→ **Instructions to follow**: Recast the data below as a two-column CSV with the columns request and answer, one row per request. Put each request's text and its answer in a single quoted field, replacing line breaks with spaces.

───── Data provided ─────

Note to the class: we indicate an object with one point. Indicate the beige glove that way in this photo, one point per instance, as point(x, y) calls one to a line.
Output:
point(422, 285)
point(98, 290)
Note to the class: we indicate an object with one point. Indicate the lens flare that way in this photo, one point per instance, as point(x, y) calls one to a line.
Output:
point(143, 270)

─────

→ **Correct output**:
request,answer
"Note to the class: we indicate an object with one point. Indicate the beige glove that way in this photo, one point per instance, as point(x, y) calls one to a line. Output:","point(422, 285) point(98, 290)"
"Note to the class: we indicate an object with one point. Indicate the lens flare that way in this photo, one point per instance, as point(x, y) calls one to a line. Output:","point(143, 270)"